# Couple of arrows



## bronco611 (Mar 14, 2017)

A friend of mine wanted 2 arrows to put up on display at his house.  After talking this is what I came up with. River cane, obsidian tips, Cherokee 2 fletch using turkey tail feathers, all wrapped with deer back strap sinew. I did not have any pine pitch glue so  used quick set epoxy and black ink to color the epoxy. These are also good for hunting as they spine out for a 45 to 50 lb bow .the fore shafts were made from some black Walnut that I had scrap pieces from making knife handles.


----------



## dtala (Mar 14, 2017)

good looking arrows.


----------



## Nicodemus (Mar 14, 2017)

Those look really nice.


----------



## ucfireman (Mar 14, 2017)

Awesome. I have recently gotten interested in everything primitive. Haven't started making things yet though.


----------



## bronco611 (Mar 14, 2017)

Thanks for the input, Nic you may remember who I am, I started learning to knap about 4 years ago. I have played around with it on and off when I had a few minutes or got the itch to ruin some rock or glass. My wife and I met you at the frontiers day at cheehaw park a few years back, you invited us into your tee pee and I handed you a preform I had found and asked you to make a point for me when you had some spare time, you handed it back to me and stated that you couldnot make one from that because it was an artifact and it should not be defaced. I started trying to knap about 6 months after that day, and no I did not deface the preform. I enjoy playing around withthe rock when I have time but it is hit and miss on time and producing points.


----------



## NCHillbilly (Mar 15, 2017)

Good looking arrows! I love that Eastern Woodlands two-feather fletching, it is greatly underrated. I use it a lot.

▶ DATA LINES

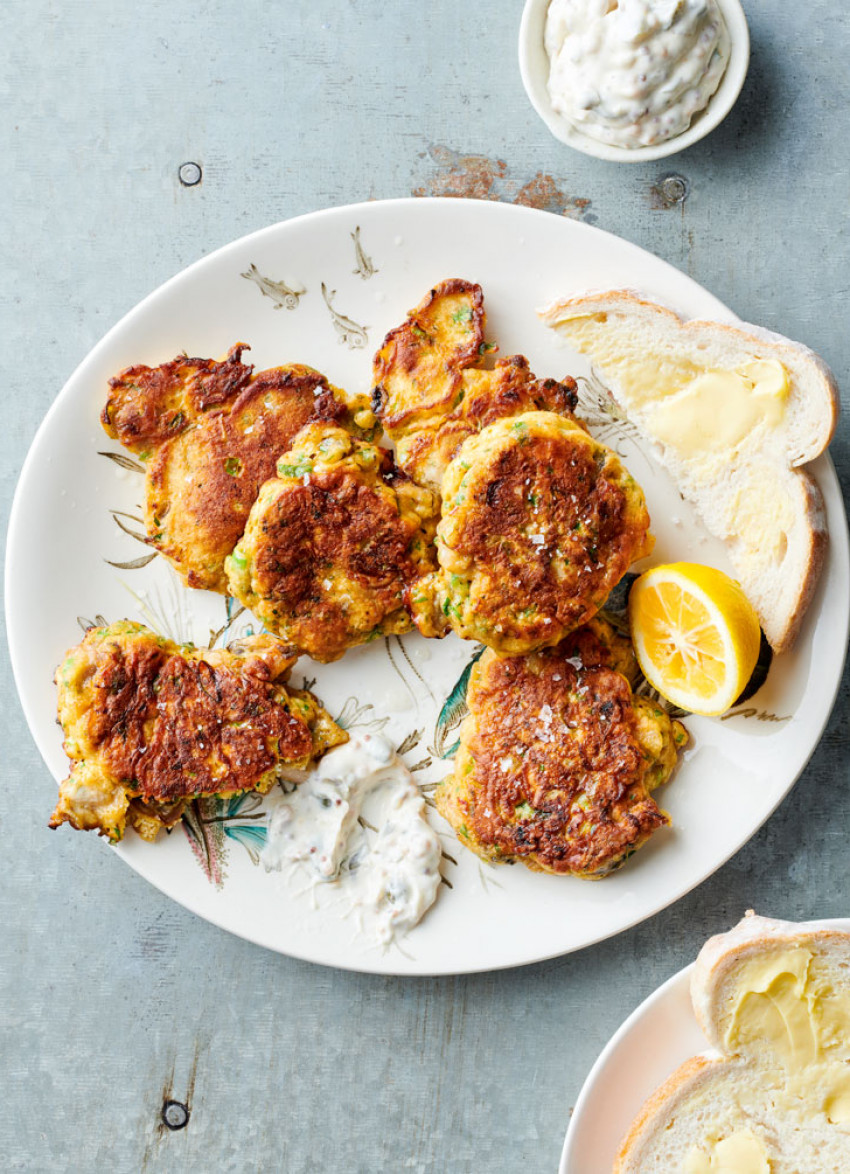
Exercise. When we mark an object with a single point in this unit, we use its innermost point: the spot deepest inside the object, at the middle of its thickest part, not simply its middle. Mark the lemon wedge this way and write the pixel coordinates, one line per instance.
(695, 634)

▶ WHAT TO WORK ON
**A.** In the forum thread about the arrows, what wood were the fore shafts made from?
**B.** How would you render this sentence from the arrows thread in Spanish: "A friend of mine wanted 2 arrows to put up on display at his house."

▶ SET OF ANSWERS
**A.** Scrap pieces of black walnut left over from making knife handles.

**B.** Un amigo mío quería 2 flechas para exhibirlas en su casa.